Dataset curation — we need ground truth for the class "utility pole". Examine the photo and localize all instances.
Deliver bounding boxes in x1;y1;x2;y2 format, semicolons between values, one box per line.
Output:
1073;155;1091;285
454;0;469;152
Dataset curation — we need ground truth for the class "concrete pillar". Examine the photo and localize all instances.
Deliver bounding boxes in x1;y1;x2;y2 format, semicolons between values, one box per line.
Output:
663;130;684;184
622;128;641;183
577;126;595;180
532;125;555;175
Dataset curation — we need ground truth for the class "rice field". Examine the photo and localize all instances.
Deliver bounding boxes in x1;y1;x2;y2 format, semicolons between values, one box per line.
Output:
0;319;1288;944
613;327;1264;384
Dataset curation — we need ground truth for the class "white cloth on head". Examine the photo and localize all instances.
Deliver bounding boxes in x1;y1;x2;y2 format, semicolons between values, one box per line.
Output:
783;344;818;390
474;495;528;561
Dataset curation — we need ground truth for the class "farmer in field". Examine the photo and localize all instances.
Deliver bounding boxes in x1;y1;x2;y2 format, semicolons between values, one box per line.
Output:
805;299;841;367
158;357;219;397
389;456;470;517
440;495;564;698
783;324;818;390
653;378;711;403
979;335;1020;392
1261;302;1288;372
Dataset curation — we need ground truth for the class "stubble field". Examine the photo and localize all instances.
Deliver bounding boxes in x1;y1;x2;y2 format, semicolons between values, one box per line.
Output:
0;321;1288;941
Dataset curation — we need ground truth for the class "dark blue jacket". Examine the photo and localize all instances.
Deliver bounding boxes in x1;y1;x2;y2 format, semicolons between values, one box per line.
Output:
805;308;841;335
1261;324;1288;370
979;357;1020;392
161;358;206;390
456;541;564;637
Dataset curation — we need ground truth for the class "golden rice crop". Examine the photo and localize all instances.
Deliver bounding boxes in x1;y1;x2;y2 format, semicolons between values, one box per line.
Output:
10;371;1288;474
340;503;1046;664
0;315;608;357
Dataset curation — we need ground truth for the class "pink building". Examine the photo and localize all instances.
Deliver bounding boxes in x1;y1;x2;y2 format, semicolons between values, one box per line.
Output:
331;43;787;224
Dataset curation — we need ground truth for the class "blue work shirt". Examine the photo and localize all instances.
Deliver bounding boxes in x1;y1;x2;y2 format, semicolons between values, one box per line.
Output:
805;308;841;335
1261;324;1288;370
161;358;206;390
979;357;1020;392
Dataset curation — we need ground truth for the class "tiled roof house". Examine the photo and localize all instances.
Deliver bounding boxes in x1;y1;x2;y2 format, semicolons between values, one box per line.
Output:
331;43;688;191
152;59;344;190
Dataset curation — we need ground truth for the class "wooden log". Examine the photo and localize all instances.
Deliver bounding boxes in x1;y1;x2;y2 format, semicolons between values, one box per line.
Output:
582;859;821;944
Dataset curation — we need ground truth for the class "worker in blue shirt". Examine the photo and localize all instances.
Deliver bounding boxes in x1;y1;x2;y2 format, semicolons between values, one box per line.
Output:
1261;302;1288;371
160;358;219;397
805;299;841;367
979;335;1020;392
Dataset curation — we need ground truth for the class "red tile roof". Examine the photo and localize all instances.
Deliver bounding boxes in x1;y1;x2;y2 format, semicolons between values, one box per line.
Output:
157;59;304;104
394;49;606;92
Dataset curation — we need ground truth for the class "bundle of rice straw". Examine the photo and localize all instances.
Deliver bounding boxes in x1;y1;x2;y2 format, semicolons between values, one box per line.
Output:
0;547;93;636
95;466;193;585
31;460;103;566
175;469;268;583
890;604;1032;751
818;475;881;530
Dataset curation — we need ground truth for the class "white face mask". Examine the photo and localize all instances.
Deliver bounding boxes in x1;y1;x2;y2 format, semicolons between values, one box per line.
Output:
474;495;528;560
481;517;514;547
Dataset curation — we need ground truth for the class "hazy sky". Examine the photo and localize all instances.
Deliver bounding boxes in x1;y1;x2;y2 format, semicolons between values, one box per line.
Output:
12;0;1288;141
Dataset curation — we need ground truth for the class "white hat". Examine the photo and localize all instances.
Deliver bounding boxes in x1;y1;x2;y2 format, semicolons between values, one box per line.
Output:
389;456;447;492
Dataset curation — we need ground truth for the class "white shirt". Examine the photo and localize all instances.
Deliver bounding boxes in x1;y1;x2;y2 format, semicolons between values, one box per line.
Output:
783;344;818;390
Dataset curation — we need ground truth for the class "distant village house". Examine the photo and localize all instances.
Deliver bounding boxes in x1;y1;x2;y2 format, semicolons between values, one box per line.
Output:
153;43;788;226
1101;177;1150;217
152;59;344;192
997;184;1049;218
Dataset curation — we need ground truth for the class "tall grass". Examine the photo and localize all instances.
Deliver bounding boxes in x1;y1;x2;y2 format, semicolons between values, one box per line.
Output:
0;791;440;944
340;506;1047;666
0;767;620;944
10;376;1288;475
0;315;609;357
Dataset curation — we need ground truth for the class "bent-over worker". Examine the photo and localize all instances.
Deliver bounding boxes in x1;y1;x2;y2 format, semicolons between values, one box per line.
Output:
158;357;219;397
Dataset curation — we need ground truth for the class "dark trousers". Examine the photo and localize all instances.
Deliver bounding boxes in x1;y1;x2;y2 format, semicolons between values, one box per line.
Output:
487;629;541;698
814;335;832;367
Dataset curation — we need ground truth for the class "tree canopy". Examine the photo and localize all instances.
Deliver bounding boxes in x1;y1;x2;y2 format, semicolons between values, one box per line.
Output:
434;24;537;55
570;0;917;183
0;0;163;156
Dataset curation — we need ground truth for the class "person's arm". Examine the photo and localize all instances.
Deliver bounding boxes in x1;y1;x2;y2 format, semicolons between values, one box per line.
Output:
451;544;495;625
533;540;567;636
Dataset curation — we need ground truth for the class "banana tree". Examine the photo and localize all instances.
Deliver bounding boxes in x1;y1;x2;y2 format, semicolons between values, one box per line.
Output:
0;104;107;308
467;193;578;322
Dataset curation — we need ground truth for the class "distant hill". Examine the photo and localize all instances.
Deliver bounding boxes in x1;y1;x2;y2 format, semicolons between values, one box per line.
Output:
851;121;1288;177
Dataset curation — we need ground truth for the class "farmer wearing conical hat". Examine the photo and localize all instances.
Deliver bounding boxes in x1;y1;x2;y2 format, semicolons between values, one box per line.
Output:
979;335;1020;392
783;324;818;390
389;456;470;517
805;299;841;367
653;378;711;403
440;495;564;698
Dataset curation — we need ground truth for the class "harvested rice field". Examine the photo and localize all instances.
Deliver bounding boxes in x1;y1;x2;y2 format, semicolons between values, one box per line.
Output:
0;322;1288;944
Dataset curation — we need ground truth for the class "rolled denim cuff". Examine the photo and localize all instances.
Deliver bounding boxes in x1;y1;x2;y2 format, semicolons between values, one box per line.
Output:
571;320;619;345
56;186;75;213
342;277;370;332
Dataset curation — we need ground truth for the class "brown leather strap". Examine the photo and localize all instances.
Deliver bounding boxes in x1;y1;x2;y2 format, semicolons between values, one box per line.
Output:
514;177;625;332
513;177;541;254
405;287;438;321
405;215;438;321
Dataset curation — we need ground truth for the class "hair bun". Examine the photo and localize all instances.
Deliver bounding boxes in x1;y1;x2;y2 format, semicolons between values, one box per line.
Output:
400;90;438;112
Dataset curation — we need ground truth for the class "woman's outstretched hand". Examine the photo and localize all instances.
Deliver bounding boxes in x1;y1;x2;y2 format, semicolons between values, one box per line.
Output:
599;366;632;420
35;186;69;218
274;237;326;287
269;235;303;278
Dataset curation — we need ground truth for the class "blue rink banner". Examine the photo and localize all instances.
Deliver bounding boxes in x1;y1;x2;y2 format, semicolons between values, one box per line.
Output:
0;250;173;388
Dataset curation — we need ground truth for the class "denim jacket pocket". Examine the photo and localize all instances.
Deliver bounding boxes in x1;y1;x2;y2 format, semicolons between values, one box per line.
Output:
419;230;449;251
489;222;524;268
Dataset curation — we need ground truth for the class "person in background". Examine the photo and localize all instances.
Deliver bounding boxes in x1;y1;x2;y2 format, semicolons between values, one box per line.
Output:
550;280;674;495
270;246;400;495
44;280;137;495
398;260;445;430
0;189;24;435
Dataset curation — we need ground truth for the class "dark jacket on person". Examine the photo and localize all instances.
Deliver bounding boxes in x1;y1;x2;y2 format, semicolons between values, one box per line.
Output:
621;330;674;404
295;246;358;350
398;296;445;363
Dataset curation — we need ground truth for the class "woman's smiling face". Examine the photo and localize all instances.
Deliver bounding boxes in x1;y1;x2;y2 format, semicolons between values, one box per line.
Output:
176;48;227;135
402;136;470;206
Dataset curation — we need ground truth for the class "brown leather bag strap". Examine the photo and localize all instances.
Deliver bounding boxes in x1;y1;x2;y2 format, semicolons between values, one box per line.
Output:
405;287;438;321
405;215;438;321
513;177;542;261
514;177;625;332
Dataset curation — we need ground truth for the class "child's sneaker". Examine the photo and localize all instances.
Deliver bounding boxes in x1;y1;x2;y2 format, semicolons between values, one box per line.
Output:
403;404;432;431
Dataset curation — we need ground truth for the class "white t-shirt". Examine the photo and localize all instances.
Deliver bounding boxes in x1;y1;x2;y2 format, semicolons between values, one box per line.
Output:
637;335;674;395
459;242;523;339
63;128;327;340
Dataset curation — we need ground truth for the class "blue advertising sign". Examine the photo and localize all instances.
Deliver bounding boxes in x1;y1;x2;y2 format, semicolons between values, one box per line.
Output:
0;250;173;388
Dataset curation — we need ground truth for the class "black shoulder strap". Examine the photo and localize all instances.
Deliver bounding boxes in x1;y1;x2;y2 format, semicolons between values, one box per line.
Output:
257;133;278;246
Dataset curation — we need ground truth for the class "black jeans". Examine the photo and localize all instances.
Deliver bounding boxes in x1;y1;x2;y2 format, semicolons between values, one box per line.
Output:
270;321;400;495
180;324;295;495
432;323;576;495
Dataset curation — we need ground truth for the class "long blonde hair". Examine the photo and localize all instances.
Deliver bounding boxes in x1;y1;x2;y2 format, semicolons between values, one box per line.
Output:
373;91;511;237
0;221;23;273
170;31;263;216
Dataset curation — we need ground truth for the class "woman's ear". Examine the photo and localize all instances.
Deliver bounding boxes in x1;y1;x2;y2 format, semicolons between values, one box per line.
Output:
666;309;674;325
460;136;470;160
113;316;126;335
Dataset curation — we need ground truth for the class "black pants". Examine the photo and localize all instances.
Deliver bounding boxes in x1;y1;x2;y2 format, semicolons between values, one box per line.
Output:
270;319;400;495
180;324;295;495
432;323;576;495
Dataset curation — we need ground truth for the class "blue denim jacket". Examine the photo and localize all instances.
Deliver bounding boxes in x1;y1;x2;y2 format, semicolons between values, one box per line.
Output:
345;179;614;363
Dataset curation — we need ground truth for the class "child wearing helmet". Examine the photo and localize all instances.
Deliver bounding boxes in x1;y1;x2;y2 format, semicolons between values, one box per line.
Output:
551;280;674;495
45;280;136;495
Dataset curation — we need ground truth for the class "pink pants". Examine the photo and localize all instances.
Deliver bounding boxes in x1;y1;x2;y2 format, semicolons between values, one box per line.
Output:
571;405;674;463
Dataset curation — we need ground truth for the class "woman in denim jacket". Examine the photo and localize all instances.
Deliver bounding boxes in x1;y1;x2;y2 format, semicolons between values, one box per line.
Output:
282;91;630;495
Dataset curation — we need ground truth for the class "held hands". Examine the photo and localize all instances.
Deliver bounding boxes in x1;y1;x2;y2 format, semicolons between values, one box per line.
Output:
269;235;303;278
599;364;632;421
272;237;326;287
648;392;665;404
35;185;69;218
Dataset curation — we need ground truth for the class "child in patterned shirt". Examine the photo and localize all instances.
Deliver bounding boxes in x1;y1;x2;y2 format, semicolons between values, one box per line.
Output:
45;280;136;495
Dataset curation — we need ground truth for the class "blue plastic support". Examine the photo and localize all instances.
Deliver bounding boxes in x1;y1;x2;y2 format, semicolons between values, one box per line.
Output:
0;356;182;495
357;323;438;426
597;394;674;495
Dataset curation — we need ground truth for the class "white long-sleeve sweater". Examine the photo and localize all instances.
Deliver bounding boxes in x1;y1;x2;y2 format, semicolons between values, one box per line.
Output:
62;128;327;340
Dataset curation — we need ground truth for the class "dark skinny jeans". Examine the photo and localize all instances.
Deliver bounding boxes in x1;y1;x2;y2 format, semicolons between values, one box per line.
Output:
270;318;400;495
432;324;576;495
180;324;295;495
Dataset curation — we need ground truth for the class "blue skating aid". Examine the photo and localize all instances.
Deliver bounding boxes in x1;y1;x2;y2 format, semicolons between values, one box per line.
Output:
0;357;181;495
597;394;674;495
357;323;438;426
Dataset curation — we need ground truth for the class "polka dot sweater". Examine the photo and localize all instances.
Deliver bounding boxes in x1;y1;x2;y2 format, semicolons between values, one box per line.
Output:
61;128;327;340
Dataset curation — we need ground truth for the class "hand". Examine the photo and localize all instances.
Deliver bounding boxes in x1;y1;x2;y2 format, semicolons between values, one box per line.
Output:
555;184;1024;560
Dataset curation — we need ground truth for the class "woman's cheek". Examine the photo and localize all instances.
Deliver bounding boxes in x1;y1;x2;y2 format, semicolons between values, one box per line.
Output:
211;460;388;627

|---|

> **WHAT YOU NEED TO DO**: Reproduce the records, starting at their beginning and ending at the line containing "532;125;555;175", with "concrete pillar" swapped for "stone column" and nothing else altered.

> **ANSWER TO THE PROBLEM**:
Dataset curation — we need ground truth for the class "utility pole". Examine the photo and localize all instances.
Deliver bounding boxes in x1;y1;x2;y2 format, semicolons between values, one box per line.
Output:
1073;155;1091;285
454;0;469;152
Dataset curation — we need ground truth for the class "stone column". Examine the photo and localize all instances.
Deliver bounding boxes in x1;y1;x2;y2 format, semicolons between values, one box per line.
Output:
663;130;684;184
622;128;641;183
577;126;595;180
532;125;555;175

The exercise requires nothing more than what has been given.